_Set problem_
The data below needs to be returned exactly, line for line.
# START OF Dataset
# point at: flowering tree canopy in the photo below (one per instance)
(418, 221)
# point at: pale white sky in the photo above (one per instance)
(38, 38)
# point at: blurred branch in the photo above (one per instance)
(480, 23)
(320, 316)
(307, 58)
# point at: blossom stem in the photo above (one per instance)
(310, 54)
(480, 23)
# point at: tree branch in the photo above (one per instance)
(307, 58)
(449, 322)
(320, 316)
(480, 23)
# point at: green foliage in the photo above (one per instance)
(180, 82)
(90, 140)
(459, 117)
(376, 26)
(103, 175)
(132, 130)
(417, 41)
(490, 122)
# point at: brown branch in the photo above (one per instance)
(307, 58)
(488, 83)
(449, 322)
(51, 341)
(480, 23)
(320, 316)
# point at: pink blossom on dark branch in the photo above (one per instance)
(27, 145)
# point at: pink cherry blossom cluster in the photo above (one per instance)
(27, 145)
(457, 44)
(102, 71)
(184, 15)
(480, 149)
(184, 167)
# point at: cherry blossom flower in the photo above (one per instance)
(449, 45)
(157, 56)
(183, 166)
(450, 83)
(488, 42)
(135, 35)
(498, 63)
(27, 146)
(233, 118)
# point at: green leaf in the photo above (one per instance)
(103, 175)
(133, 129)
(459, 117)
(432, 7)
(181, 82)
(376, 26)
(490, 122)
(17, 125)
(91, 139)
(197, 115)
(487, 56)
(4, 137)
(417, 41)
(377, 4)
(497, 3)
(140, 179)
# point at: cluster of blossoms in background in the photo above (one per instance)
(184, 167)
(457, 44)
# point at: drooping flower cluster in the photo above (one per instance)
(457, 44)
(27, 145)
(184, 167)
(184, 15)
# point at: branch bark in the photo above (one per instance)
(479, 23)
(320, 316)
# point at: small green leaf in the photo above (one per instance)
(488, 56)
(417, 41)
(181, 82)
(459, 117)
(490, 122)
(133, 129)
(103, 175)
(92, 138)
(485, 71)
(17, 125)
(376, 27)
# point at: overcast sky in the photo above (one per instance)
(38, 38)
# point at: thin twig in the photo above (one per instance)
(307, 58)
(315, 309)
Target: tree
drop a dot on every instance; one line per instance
# END OF Dataset
_Response for this exercise_
# point at: flowering tree canopy in the photo below (one per instance)
(418, 221)
# point at: pale white sky in the photo above (one per instance)
(38, 38)
# point at: blurred branch in the photo above (one per instance)
(480, 23)
(320, 316)
(307, 58)
# point at: blossom stem in the photo above (one per instance)
(310, 54)
(480, 23)
# point at: tree branch in the photo above (one per instance)
(307, 58)
(449, 322)
(320, 316)
(480, 23)
# point at: green foliage in the photo above (one per instance)
(180, 82)
(90, 140)
(459, 117)
(376, 26)
(103, 175)
(132, 130)
(417, 41)
(490, 122)
# point at: brown branch in the photo above (one per instance)
(307, 58)
(488, 83)
(449, 322)
(51, 341)
(480, 23)
(320, 316)
# point at: pink blossom on dark branch in the photo above (one per instance)
(27, 145)
# point at: pink cherry blossom cluster in the photo above (one per instance)
(27, 145)
(457, 44)
(102, 71)
(184, 15)
(480, 149)
(184, 167)
# point at: cherry blossom flower in the photo above (one per instance)
(449, 45)
(157, 56)
(183, 166)
(450, 83)
(488, 42)
(135, 35)
(498, 63)
(27, 146)
(233, 118)
# point at: green leaf in the photo above (one per instance)
(103, 175)
(133, 129)
(459, 117)
(432, 7)
(181, 82)
(376, 26)
(490, 122)
(17, 125)
(91, 139)
(197, 115)
(487, 56)
(4, 137)
(417, 41)
(377, 4)
(497, 3)
(140, 179)
# point at: cluster of blossoms in background in the photo above (one per instance)
(184, 167)
(457, 44)
# point at: drooping flower cluster in the photo above (one per instance)
(457, 44)
(27, 145)
(184, 167)
(184, 15)
# point at: branch bark in the photo above (one per instance)
(479, 23)
(320, 316)
# point at: small green leaf in the photo above (one per instance)
(488, 56)
(417, 41)
(181, 82)
(459, 117)
(490, 122)
(133, 129)
(103, 175)
(92, 138)
(485, 71)
(17, 125)
(376, 27)
# point at: overcast sky in the photo above (one per instance)
(38, 38)
# point at: thin twig in the photo above (one per instance)
(307, 58)
(315, 309)
Target: tree
drop a dot on every instance; one line per instance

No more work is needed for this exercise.